▶ [INPUT DATA]
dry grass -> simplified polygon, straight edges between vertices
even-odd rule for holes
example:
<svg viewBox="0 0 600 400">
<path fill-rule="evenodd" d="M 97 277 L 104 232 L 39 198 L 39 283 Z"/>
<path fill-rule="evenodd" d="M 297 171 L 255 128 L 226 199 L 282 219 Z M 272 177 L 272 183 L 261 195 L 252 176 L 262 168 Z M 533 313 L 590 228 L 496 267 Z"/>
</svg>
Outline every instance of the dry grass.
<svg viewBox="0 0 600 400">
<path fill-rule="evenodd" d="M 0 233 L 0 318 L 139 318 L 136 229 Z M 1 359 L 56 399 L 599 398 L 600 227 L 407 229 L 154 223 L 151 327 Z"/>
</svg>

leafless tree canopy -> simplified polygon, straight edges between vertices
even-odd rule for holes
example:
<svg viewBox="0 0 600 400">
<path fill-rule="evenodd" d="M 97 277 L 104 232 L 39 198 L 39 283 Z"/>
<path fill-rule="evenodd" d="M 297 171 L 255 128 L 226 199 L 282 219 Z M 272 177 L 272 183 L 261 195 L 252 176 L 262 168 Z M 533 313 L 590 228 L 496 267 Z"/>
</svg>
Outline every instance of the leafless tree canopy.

---

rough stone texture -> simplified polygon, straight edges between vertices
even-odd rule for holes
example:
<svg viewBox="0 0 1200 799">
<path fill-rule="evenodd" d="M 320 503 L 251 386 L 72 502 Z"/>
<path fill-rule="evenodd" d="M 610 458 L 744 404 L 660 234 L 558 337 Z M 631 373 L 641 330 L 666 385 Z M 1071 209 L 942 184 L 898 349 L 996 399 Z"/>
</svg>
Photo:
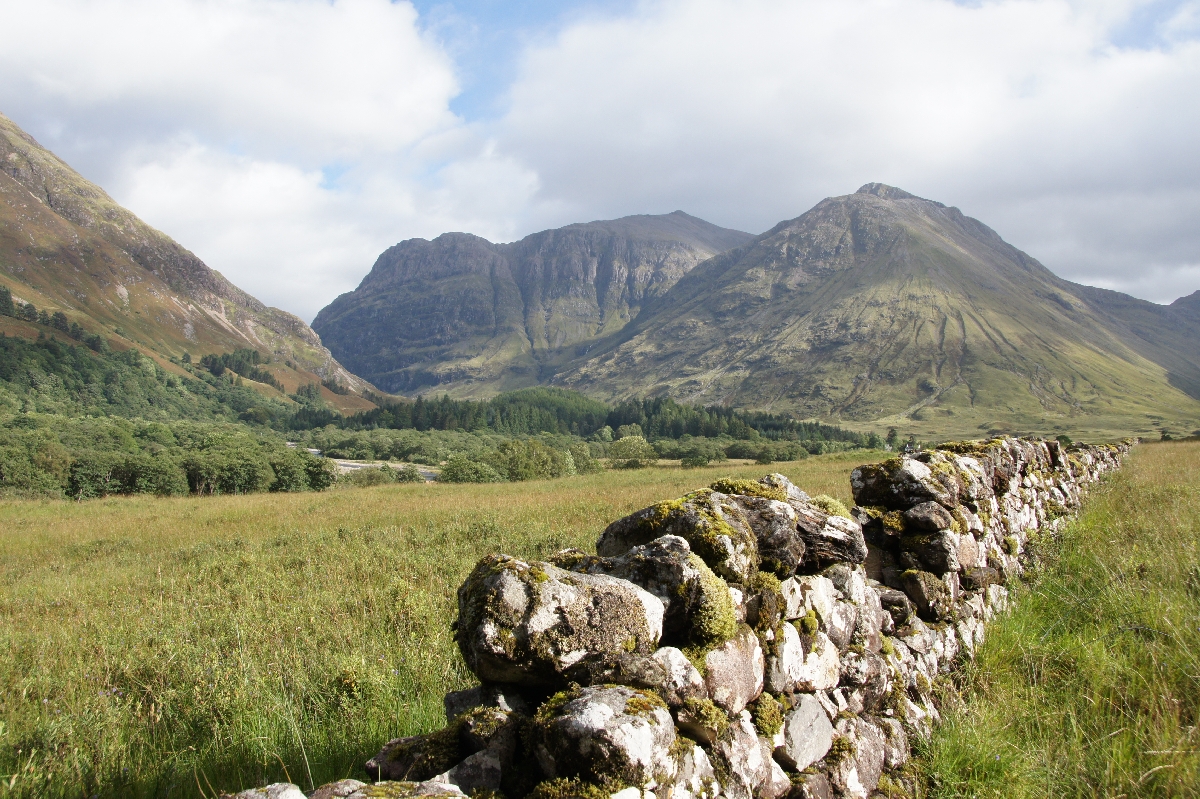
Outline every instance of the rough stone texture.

▶ [WHAT TO WORK ON]
Every line in the data above that includes the word "vertices" should be copied.

▶ [RESPONSE TO THIS TASK]
dry grass -> simplified polygon, straight edges between vertices
leafless tree canopy -> simplified polygon, straight edges between vertices
rough stone texture -> simplified polygon, straight edges between vertices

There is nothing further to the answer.